Transcribe the listing below word for word.

Stored entries
::::::

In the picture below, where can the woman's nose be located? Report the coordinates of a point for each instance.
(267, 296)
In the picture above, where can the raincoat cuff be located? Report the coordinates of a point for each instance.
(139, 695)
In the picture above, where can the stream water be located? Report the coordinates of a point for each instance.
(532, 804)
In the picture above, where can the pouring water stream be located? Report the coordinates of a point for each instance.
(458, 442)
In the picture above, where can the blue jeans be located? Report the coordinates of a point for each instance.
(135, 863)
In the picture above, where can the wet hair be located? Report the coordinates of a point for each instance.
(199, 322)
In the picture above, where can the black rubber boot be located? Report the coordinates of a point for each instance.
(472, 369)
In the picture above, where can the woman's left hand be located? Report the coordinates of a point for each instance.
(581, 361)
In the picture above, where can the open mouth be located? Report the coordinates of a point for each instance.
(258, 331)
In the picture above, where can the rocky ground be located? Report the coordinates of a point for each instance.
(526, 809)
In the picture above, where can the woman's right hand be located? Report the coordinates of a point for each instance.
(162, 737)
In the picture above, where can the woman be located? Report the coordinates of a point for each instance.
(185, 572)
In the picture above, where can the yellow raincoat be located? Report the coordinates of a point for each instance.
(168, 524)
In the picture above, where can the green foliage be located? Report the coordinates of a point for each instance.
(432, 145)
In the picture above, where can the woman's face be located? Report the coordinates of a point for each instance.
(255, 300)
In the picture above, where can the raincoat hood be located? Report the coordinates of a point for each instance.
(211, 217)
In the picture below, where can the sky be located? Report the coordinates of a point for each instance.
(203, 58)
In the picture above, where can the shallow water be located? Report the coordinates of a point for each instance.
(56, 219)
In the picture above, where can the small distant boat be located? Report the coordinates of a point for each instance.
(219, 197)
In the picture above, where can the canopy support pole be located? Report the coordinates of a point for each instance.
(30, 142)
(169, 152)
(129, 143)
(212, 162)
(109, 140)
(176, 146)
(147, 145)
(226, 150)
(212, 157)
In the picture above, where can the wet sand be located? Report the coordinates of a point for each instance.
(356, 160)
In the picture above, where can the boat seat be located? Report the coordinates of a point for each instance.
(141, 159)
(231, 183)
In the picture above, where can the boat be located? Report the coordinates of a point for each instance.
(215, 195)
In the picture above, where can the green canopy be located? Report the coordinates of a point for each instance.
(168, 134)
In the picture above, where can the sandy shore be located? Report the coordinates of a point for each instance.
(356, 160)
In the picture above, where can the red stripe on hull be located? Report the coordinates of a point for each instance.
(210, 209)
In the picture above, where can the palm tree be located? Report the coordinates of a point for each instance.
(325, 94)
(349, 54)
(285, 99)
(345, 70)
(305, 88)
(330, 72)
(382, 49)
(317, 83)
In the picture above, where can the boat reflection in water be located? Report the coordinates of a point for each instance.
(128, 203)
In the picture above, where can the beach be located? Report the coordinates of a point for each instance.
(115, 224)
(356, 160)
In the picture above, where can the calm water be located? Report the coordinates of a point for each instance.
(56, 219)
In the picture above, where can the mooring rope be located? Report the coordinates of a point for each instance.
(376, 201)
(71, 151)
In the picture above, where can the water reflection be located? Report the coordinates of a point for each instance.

::::::

### CORRECT OUTPUT:
In the picture below, where can the woman's nose be located? Report the coordinates of a point for each instance.
(267, 296)
In the picture above, where can the raincoat cuff be located? Report the coordinates of a point for each instance.
(139, 695)
In the picture above, where can the stream water be located? Report the coordinates of a point for each instance.
(532, 804)
In the picture above, where can the pouring water stream be located? Report the coordinates of a point for each instance.
(458, 442)
In the picture above, where can the blue jeans be located? Report the coordinates of a point for each instance.
(135, 863)
In the picture above, where can the wet hair be located? Report the coordinates of a point for each instance.
(199, 322)
In the picture above, where can the black rubber boot be located? Report the coordinates of a point for each instance.
(472, 369)
In the picture above, where can the woman's left hand be located? Report the coordinates of a point for each instance.
(581, 361)
In the picture above, where can the open mouth be located? Report the coordinates of a point for each instance.
(258, 331)
In the picture above, where can the rocky ground be located? Report the coordinates of a point for each instance.
(526, 809)
In the picture above, where can the woman's right hand be located? Report the coordinates of a point for each instance.
(162, 737)
In the picture above, where can the woman be located? Report the coordinates of a point for each instance.
(185, 572)
In the picture above, where can the yellow raincoat be located? Report the coordinates of a point for each instance.
(168, 524)
In the picture above, where can the green foliage be located? Report the coordinates of a point for each instance.
(432, 145)
In the picture above, where can the woman's face be located? Report the coordinates of a point for each instance.
(255, 300)
In the picture above, where can the raincoat hood be located? Report the coordinates of a point for each instance.
(211, 217)
In the picture below, where can the sky be located? Report the coordinates of a point for each instance.
(203, 58)
In the picture above, where can the shallow water be located? Report the coordinates of a point for each instance.
(56, 219)
In the picture above, where can the small distant boat be located? Report the coordinates of a point for each instance.
(219, 197)
In the picture above, where can the canopy support pole be located? Report the coordinates of a point for each instance.
(30, 142)
(169, 152)
(129, 143)
(212, 162)
(109, 140)
(176, 146)
(147, 145)
(226, 150)
(212, 157)
In the picture above, where can the wet sand be located? Report the coordinates of a point for each instance.
(356, 160)
In the picture above, where can the boat seat be located? Report the coordinates of a point for each instance.
(141, 159)
(231, 183)
In the picture above, where can the boat be located? Report the coordinates of a point for each instance.
(215, 195)
In the picture above, where can the green canopy be located? Report the coordinates of a point for each instance.
(168, 134)
In the picture above, where can the sandy shore be located? Report the coordinates of a point for each instance.
(356, 160)
In the picture above, where can the red stripe on hull be located? Report the coordinates of a point for each instance.
(210, 209)
In the picture above, where can the palm tree be located? Report the coordinates of a point for each instance.
(325, 94)
(349, 54)
(285, 99)
(345, 70)
(305, 88)
(330, 72)
(382, 49)
(317, 83)
In the picture above, where can the boat reflection in water be located? Report the coordinates of a point for each instance.
(128, 203)
In the picture above, where can the beach be located? Report the coordinates of a point for each instance.
(115, 224)
(356, 160)
In the picture above, where can the calm water be located? Report the coordinates of a point for each instance.
(56, 219)
In the picture above, where can the mooring rope be located? Report the coordinates of a point for each instance.
(376, 201)
(71, 151)
In the picture above, where can the water reflection be located? Report the coordinates of a point for each instance.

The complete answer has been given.